SUPPLIED INFORMATION below:

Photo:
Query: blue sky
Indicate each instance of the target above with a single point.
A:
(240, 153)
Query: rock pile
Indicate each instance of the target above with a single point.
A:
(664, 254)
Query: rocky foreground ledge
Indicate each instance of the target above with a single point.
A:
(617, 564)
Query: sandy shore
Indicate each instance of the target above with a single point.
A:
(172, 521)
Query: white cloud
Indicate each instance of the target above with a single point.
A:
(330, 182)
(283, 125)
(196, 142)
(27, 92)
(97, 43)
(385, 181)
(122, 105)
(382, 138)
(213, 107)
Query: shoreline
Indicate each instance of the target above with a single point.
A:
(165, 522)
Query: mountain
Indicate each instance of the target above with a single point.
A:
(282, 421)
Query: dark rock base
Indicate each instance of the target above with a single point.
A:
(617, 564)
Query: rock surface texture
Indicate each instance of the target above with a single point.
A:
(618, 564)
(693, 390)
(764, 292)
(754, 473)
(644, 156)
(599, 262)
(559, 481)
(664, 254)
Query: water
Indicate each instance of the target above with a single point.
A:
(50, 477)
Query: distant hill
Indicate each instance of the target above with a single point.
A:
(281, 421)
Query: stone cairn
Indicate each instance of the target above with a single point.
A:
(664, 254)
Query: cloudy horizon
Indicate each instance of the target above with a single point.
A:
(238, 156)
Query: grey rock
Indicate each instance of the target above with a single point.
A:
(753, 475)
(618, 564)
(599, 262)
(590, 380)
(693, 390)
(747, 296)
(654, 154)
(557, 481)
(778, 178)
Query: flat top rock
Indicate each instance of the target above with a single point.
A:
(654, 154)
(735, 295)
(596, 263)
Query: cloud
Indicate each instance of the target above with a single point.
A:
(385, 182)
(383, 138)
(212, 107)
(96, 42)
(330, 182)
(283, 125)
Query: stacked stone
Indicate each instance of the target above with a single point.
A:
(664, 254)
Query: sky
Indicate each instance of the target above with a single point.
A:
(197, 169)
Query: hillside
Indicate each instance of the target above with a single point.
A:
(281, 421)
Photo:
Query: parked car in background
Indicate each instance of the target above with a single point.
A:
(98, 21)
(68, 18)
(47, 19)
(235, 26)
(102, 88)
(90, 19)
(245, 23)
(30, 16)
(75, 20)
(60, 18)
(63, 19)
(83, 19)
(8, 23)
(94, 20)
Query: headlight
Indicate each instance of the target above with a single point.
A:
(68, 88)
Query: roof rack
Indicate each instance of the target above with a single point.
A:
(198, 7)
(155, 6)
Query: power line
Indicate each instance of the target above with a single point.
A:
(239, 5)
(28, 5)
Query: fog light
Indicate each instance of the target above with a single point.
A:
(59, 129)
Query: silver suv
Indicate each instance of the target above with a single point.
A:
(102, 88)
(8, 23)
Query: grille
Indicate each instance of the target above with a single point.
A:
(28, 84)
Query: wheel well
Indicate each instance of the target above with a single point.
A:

End of SUPPLIED INFORMATION.

■ WHAT TO WORK ON
Output every record above, exactly as written.

■ SOLUTION FOR THIS EXERCISE
Photo:
Query: blue sky
Indicate each instance of the target above with a single point.
A:
(240, 153)
Query: rock pile
Indicate each instance of the target above with a single point.
A:
(664, 254)
Query: rocky foreground ledge
Indicate each instance of the target above with a single point.
A:
(617, 564)
Query: sandy shore
Indicate each instance of the target above with a single point.
A:
(172, 521)
Query: white cloud
Indicate each instance of the target above with a single point.
A:
(330, 182)
(283, 125)
(196, 142)
(27, 92)
(97, 43)
(385, 181)
(122, 105)
(382, 138)
(213, 107)
Query: shoreline
Indicate each instance of the target above with a single point.
A:
(165, 522)
Query: mountain
Indicate each instance of the target above with a single point.
A:
(282, 421)
Query: dark rock base
Indicate each instance of the target above with a single point.
A:
(617, 564)
Query: rock surface texture
Indicate each instance of the target above with a single point.
A:
(618, 564)
(693, 390)
(764, 292)
(754, 473)
(644, 156)
(599, 262)
(559, 481)
(664, 254)
Query: water
Indicate each instance of the target above with a single point.
A:
(50, 477)
Query: distant hill
Indicate each instance of the target above with a single point.
A:
(281, 421)
Query: stone cairn
Indicate each instance of the target above with a single point.
A:
(664, 254)
Query: cloudy horizon
Indicate each instance of the target above with a single point.
A:
(238, 156)
Query: grey rock
Indicate each instance of the target above with a single point.
A:
(753, 475)
(618, 564)
(599, 262)
(590, 380)
(693, 390)
(747, 296)
(654, 154)
(557, 481)
(778, 178)
Query: flat top rock
Indicate each instance of the target above with a single point.
A:
(654, 154)
(735, 295)
(596, 263)
Query: cloud
Indicate each instance of the target above with a single point.
A:
(385, 182)
(383, 138)
(212, 107)
(96, 42)
(330, 182)
(283, 125)
Query: stacked stone
Indicate each instance of the target above with a single point.
A:
(664, 254)
Query: sky
Indicate each instance of the target above with a single point.
A:
(197, 169)
Query: hillside
Indicate each instance of the target above with a single point.
A:
(281, 421)
Photo:
Query: parked car in background
Indicate each instance of the target above with a single point.
A:
(98, 21)
(68, 18)
(47, 19)
(235, 26)
(102, 88)
(90, 19)
(245, 23)
(30, 16)
(75, 20)
(60, 18)
(63, 19)
(83, 19)
(8, 23)
(94, 20)
Query: headlight
Indicate each instance of the target above with a single point.
A:
(68, 88)
Query: roof rack
Indicate each instance of the target above with a single point.
A:
(198, 7)
(155, 6)
Query: power line
Indicate each instance of the target above with a single point.
A:
(239, 5)
(28, 5)
Query: fog light
Indicate each instance of the target above with a single point.
A:
(59, 129)
Query: silver suv
Indicate each instance of the target above with a single point.
A:
(102, 88)
(8, 23)
Query: grille
Indicate each instance of the target above with a single point.
A:
(28, 84)
Query: wheel well
Indicate each instance of the target above with a single point.
A:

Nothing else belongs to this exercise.